Document:
---

Separate accusation and conviction cases against the same defendant can be included in a single EAW, but care needs to be taken to ensure that the different matters are clearly set out.
If the conduct for which the requested person is sought falls within the EAW Framework Decision list of 32 offence categories this will remove the need for the executing Member State to establish whether the conduct would also be an offence in that country. Where the conduct does not fall within the EAW Framework Decision list of offence categories, the executing Member State may need to establish dual criminality (i.e. that there is an equivalent, if not identical, offence in their domestic legislation). In these cases, additional description of the conduct should be included in the EAW to aid the foreign authority in the executing Member State.
For six Member States an EAW will not be executed if the offence date precedes a ‘relevant date’:
- France – 1 November 1993
- Austria, Italy, Luxembourg and Slovenia – 7 August 2002
- Czech Republic – 1 November 2004
If the person is being sought from one of these Member States, for offending before the relevant date, consideration should be given to issuing an extradition request instead (see below) or in addition to an EAW (in case the person being sought travels, or is likely to travel, to another Member State).
Applying for an EAW
An EAW can only be issued by an appropriate judge, a District Judge (Magistrates' Courts), a justice of the peace, or a judge entitled to exercise the jurisdiction of the Crown Court. An application can only be made by a constable or an appropriate person designated under the Extradition Act 2003. Crown Prosecutors are designated as appropriate persons.
The CPS does not make EAW applications on behalf of other UK prosecutors and must have conduct of domestic proceedings in order to make an EAW application. Although a constable may apply for an EAW, as a matter of policy, this application can only be made with the approval of the responsible CPS Prosecutor in the relevant CPS Area or CCD.
An EAW will be issued if:
- there are reasonable grounds for believing that the person has committed an extradition offence; and
- a domestic warrant has been issued in respect of the person.
- the person has been convicted of an extradition offence by a court in the UK;
- extradition is sought for the purpose of being sentenced for the offence or serving a custodial sentence or another form of detention imposed in respect of the offence; and
- either a domestic warrant has been issued in respect of the person or the person may be arrested without a warrant.
An extradition offence is defined in the Extradition Act, and includes the following scenarios in ‘accusation’ cases:
- the conduct occurred in the UK, or if outside the UK, it constituted an extra-territorial offence; and
- the conduct can be punished with at least 12 months imprisonment.
And in ‘conviction’ cases:
- the conduct occurred in the UK, or if outside the UK, it constituted an extra-territorial offence; and
- a sentence or other form of detention of at least 4 months was imposed.
If the application for the EAW is successful, it must be sent to the UK International Crime Bureau (‘ICB’) within the National Crime Agency (‘NCA’) to issue and circulate as an (Article 26) alert on SISII.

---

Information shown:
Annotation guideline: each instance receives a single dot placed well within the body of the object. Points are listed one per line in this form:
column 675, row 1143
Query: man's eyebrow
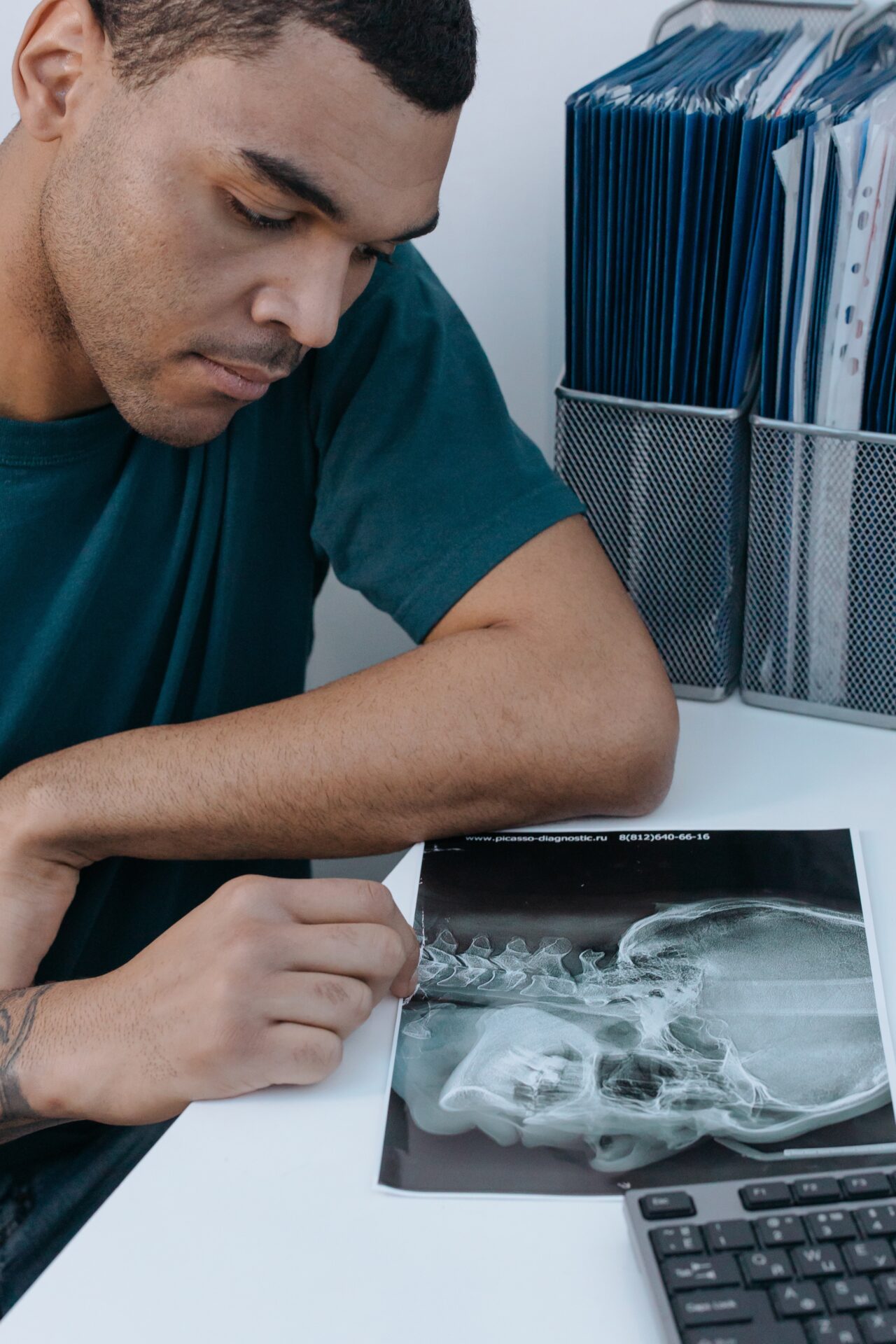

---

Given exercise A: Write out the European Arrest Warrant guidance between "For six Member" and "as appropriate persons.", inclusive.
Given exercise B: Render this sentence from the European Arrest Warrant guidance in Spanish: "Crown Prosecutors are designated as appropriate persons."
Given exercise C: Please supply what comes next in the European Arrest Warrant guidance after its last sentence.
The lines have no connection to the European Arrest Warrant guidance.

Reply A:
For six Member States an EAW will not be executed if the offence date precedes a ‘relevant date’:
- France – 1 November 1993
- Austria, Italy, Luxembourg and Slovenia – 7 August 2002
- Czech Republic – 1 November 2004
If the person is being sought from one of these Member States, for offending before the relevant date, consideration should be given to issuing an extradition request instead (see below) or in addition to an EAW (in case the person being sought travels, or is likely to travel, to another Member State).
Applying for an EAW
An EAW can only be issued by an appropriate judge, a District Judge (Magistrates' Courts), a justice of the peace, or a judge entitled to exercise the jurisdiction of the Crown Court. An application can only be made by a constable or an appropriate person designated under the Extradition Act 2003. Crown Prosecutors are designated as appropriate persons.

Reply B: Los fiscales de la Corona están designados como personas apropiadas.

Reply C:
Property can be seized at the time the EAW is executed if specified in the EAW. However, items seized are unlikely to be handed over as evidence until the person is surrendered. The powers to search and seize at the time of executing the EAW vary in Member States. Alternatively, if such property is required as evidence, it can be sought using a European Investigation Order (EIO) or letter of request (LOR).
Conditional Surrender - Return to Serve Sentence Imposed
In accusation cases, if the requested person is a national of the executing Member State, surrender may be conditional on the subsequent return of the requested person to serve any sentence that is imposed (i.e. the person, if convicted, does not serve the sentence in England & Wales).
The following Member States may require such a guarantee:
An undertaking that the requested person will be returned to serve sentence following conclusion of the proceedings in the UK may only be given by the Home Office. In this context, “conclusion of proceedings” will usually include the conclusion of any confiscation proceedings relating to offences charged. Further advice on these undertakings can be sought from the International Criminality Unit (ICU) at the Home Office.
If the requested person is a serving prisoner in another Member State they may be surrendered either at the end of the existing sentence in the executing Member State (i.e. execution is postponed) or temporarily for the purposes of trial. For the purposes of temporary surrender an undertaking will usually require that the requested person will be remanded in custody during his stay in the UK, and that following conclusion of the proceedings in the UK, the requested person will be returned to the Executing State to complete the existing sentence. This undertaking may only be given by the Home Office. Further advice on these undertakings can be sought from ICU at the Home Office.
The Extradition Act binds domestic courts to respect the Secretary of State’s undertaking regarding custody, such that the court may only bail a person who is subject to such an undertaking if there ‘are exceptional circumstances which justify it.’ (see section 154(2)).
If the requested person is convicted and given a custodial sentence in the UK, and then returned to the other Member State, another EAW (this time a conviction EAW) will normally be required to secure the person’s further, and unconditional, surrender to the UK in order to serve the domestic sentence. Alternatively, the Executing Member State may decide to refuse the EAW and enforce the UK sentence instead (see below).
In conviction cases, a surrender may be refused where:
- the requested person is staying in, or is a national, or a resident of the executing Member State; and
- the Member State undertakes to execute the sentence.
If this is the ground for refusal, then pursuant to the Extradition Act, the domestic sentence is ‘treated as served’. Sentences transferred abroad as a consequence of EAWs can be “adapted” or “converted” by the relevant foreign authority so that they accord with the executing Member State. On occasion this may mean a reduction in the term imposed by courts in England and Wales. Further advice on transferring sentences can be sought from HMPPS.
An EAW can only be withdrawn by an ‘appropriate judge’, i.e. a district judge of the Magistrates' Courts, a justice of the peace or a judge entitled to exercise the jurisdiction of the Crown Court. If an EAW is to be withdrawn an application should be made to the court by the prosecutor. Law enforcement should also consider applying to withdraw any related domestic warrants.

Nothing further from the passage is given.